- Task prompt: Reproduce each of the entries below word for word, leaving out the pictures.

BEGIN Input for this task

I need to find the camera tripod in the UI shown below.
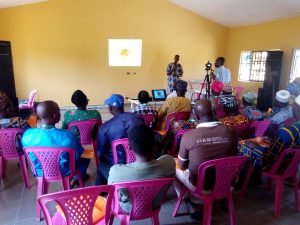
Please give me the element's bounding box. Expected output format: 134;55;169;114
199;69;211;99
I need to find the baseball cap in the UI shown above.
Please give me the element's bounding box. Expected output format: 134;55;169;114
104;94;124;108
176;80;188;91
295;95;300;106
243;91;257;103
275;90;291;103
211;80;224;93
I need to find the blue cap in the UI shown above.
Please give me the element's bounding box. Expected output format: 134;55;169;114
104;94;124;108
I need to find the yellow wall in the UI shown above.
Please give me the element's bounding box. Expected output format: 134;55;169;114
0;0;228;106
226;17;300;91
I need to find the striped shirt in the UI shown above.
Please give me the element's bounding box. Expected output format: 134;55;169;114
215;66;231;84
130;103;157;115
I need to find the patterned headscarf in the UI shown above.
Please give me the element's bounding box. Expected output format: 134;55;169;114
0;91;10;111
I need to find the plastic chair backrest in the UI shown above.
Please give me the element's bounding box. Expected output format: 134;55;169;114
111;138;136;165
196;156;247;198
114;178;175;220
140;114;157;126
250;120;271;137
68;119;102;145
171;129;190;157
233;86;244;99
28;90;37;107
24;147;75;181
284;117;297;126
166;112;191;130
0;128;24;159
38;185;115;225
268;148;300;177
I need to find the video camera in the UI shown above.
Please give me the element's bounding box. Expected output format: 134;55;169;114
205;61;212;71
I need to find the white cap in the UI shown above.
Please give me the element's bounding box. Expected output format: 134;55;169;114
295;95;300;106
275;90;291;103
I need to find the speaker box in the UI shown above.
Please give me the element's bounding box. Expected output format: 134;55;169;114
257;51;283;111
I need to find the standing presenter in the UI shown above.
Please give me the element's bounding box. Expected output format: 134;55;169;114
167;55;183;94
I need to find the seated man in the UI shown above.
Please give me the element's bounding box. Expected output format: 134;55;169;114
167;79;192;99
108;124;175;212
242;91;264;120
62;90;101;138
220;95;250;126
238;95;300;170
175;99;238;218
158;80;191;130
210;80;224;116
96;94;144;185
22;101;90;186
130;90;157;114
269;90;293;128
286;77;300;99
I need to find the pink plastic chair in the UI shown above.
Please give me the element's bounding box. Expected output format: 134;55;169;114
0;128;30;189
68;119;102;168
24;147;83;221
284;117;297;126
38;185;115;225
111;138;136;165
168;129;190;158
173;156;247;225
19;90;37;114
250;120;271;137
262;148;300;217
140;114;157;127
232;86;244;99
110;178;175;225
166;112;191;130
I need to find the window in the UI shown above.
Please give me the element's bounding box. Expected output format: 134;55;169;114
290;48;300;82
239;51;268;82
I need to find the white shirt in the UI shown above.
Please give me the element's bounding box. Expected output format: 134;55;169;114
214;66;231;84
167;91;192;99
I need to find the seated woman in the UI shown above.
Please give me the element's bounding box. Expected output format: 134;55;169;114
158;80;191;130
269;90;293;128
0;91;30;155
242;91;264;120
108;124;175;212
220;95;252;139
0;91;30;129
238;96;300;170
220;95;250;126
62;90;102;137
130;90;157;115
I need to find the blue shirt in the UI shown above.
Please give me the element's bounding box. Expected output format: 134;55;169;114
97;112;144;166
270;106;293;125
214;66;231;84
22;128;84;177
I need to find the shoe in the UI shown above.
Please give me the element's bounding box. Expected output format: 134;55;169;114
70;179;79;189
81;173;90;182
184;198;203;220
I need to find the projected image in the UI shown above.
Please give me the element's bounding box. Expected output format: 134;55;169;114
108;39;142;66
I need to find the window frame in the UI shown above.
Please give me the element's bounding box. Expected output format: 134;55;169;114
289;48;300;82
238;50;268;83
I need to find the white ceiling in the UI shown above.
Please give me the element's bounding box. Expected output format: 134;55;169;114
168;0;300;29
0;0;48;8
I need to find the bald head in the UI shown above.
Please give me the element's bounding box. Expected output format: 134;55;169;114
36;101;60;125
194;99;214;120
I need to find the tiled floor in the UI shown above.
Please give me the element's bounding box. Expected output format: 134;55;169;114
0;106;300;225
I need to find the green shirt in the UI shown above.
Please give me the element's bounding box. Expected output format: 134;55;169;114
62;109;102;137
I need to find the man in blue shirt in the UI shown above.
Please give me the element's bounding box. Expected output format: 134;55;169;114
96;94;144;185
22;101;90;184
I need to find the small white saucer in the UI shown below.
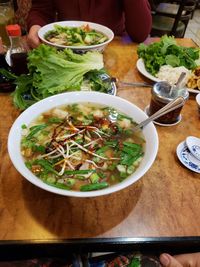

END Input for this task

- Exercise solution:
I need to find the camera tripod in the UI shown below.
Please give me the element's bounding box. Expected output format: 134;55;169;114
199;69;211;99
I need to find the baseball cap in the UI shown above.
Please give me the element's bounding box. Expected output format: 134;55;169;114
104;94;124;108
176;80;188;91
295;95;300;106
243;91;257;103
275;90;291;103
211;80;224;93
I need to find the blue cap in the UI shown above.
Please give me the element's bounding box. Expected output format: 134;55;169;114
104;94;124;108
I need to find the yellow wall in the UI shown above.
Please give me the element's bounding box. Expected output format: 134;55;169;114
0;0;228;106
226;17;300;91
I need to find the striped shirt in the UI shown above.
Please give me the element's bounding box. Expected output format: 134;55;169;114
215;66;231;84
130;103;157;115
I need to find the patterned headscarf in the UI shown above.
Please give me the element's bounding box. Expected output format: 134;55;169;114
0;91;10;111
I need to find the plastic chair backrest in the UI shown above.
Please give me the element's bounding box. Expected output format: 134;55;169;114
111;138;136;165
196;156;247;198
114;178;175;220
140;114;157;126
250;120;271;137
68;119;102;145
171;129;190;157
233;86;244;99
28;90;37;107
24;147;75;181
284;117;297;126
166;112;191;130
0;128;24;159
38;185;115;225
268;148;300;177
I need to find the video camera in the UI shown above.
Please give me the element's bounding box. Expected output format: 134;55;169;114
205;61;212;71
I need to find the white cap in the UI shown above.
Please give me the element's bounding box. Expected output format: 134;55;169;114
295;95;300;106
275;90;291;103
I need to find the speaker box in the UI shown above.
Please give me the element's bounding box. Expected output format: 134;55;169;114
257;51;283;111
I need to find the standing presenter in the UI shown above.
Please give me the element's bounding box. Expected output format: 134;55;169;114
167;55;183;94
I need to find the seated man in the UI shown above.
Please give me the element's bounding box. Expected output format: 134;55;169;114
167;79;192;99
108;124;175;212
242;91;264;120
62;90;101;138
220;95;250;126
238;95;300;170
175;99;238;218
158;80;191;130
210;80;224;116
96;94;144;185
22;101;90;186
130;90;157;114
269;90;293;128
286;77;300;99
I need to find the pink plastic chair in the UI shown above.
Please give me the element's bounding box. Expected output format: 134;55;169;114
0;128;30;189
68;119;102;168
24;147;83;221
284;117;297;126
38;185;115;225
111;138;136;165
168;129;190;158
173;156;247;225
19;90;37;114
250;120;271;137
262;148;300;217
140;114;157;127
232;86;244;99
110;178;175;225
166;112;191;130
I need to find the window in the UI shown above.
Please give me the element's bounding box. Expected output format: 134;55;169;114
290;48;300;82
239;51;268;82
I need to find the white shirt in the UI shown above.
Please give me the element's bounding box. Expected output format: 134;55;169;114
214;66;231;84
167;91;192;99
I need to find the seated woman in the UI shown above.
Please give me the element's bounding box. Expected output format: 134;55;169;114
158;80;191;130
269;90;293;128
0;91;30;155
242;91;264;120
108;124;175;212
220;95;252;139
0;91;30;129
238;96;300;170
220;95;250;126
62;90;102;137
130;90;157;115
I need to find the blue shirt in the UI shown above.
Please give me the element's bounding box. Expected output format: 134;55;169;114
97;112;144;166
270;106;293;125
214;66;231;84
22;128;84;177
I need to find the shoe in the UI shown above.
Please give me the element's bounding box. Expected output format: 134;55;169;114
70;179;79;189
81;173;90;182
184;198;203;220
I need to find the projected image in the UI shown above.
Please give me the element's bounding box. Expected output format: 134;55;169;114
108;39;142;66
I need to find the window frame in the UI shown above.
Please give me the element's bounding box. Expected output format: 134;55;169;114
289;48;300;82
238;50;268;83
I need to find the white ceiling in the UI shown above.
Please give me the element's bounding box. Expected output format: 134;55;169;114
168;0;300;29
0;0;48;8
I need to find the bald head in the UI shown above.
Please give me the element's bounding box. Expected output format: 134;55;169;114
36;101;60;125
194;99;214;120
I need to find the tiled floor in the UI shown above.
Please give me the element's bounding box. Expected output format: 134;55;169;114
0;106;300;225
I need to find the green shirt in the UI shown above.
Please give me the element's bounding box. Expected output format: 134;55;169;114
62;109;102;137
I need to find the man in blue shirt in the UI shown above.
Please give me the element's bounding box. Expected output format: 134;55;169;114
96;94;144;185
22;101;90;184
I need to find the small white saucer in the UI shown below.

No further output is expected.